• WORK TASK
Transcribe the listing below only from the line with "Target: small evergreen tree" up to and including the line with "Target: snowy slope".

====== PROVIDED RECORDS ======

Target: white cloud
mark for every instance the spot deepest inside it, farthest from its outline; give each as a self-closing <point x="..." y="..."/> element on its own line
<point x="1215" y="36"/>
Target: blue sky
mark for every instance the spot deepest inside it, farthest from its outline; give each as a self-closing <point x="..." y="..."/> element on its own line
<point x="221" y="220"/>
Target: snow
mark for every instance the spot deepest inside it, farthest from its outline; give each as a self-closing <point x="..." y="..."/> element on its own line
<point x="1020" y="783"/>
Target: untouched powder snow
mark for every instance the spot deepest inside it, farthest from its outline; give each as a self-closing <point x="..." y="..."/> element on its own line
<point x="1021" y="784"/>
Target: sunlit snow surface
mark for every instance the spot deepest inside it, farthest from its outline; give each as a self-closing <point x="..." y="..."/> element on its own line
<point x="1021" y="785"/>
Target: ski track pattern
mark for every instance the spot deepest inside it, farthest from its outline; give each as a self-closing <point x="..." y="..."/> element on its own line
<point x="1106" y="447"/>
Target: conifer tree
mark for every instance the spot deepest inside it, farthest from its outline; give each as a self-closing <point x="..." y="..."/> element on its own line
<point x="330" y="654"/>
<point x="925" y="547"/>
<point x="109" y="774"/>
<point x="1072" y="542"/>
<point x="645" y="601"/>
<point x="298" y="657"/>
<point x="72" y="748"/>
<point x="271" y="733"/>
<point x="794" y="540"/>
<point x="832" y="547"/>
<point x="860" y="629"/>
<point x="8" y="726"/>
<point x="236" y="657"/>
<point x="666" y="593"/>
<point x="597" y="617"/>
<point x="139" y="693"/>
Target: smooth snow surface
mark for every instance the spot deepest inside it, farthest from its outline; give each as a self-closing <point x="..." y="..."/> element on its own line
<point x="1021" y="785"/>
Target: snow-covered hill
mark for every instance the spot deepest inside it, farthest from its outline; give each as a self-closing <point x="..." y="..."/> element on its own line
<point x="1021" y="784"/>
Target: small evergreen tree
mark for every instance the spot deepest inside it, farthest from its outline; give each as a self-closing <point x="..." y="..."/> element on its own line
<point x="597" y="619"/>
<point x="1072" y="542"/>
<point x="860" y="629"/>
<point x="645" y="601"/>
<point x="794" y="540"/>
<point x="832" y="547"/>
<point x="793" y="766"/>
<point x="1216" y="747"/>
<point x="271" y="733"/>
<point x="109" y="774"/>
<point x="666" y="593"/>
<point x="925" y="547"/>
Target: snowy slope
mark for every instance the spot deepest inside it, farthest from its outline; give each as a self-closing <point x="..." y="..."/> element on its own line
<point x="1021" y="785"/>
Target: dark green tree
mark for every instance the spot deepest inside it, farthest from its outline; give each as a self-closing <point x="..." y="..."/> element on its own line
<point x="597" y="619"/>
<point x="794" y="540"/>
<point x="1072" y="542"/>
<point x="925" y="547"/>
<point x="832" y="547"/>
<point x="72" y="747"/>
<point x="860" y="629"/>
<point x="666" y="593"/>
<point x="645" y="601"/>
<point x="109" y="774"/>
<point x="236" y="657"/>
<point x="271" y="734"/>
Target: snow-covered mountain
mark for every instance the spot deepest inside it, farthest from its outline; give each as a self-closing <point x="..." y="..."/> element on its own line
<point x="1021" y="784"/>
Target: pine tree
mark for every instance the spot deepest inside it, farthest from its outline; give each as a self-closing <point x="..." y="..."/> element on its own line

======

• RESULT OF THIS EXERCISE
Target: small evergreen tree
mark for every instance the spot deepest inside it, farthest from its outline; give each as a self-closing <point x="..." y="..."/> element on its own line
<point x="597" y="619"/>
<point x="1072" y="542"/>
<point x="860" y="629"/>
<point x="645" y="601"/>
<point x="794" y="540"/>
<point x="832" y="547"/>
<point x="793" y="766"/>
<point x="1216" y="747"/>
<point x="271" y="733"/>
<point x="109" y="774"/>
<point x="666" y="593"/>
<point x="925" y="547"/>
Target: snowy slope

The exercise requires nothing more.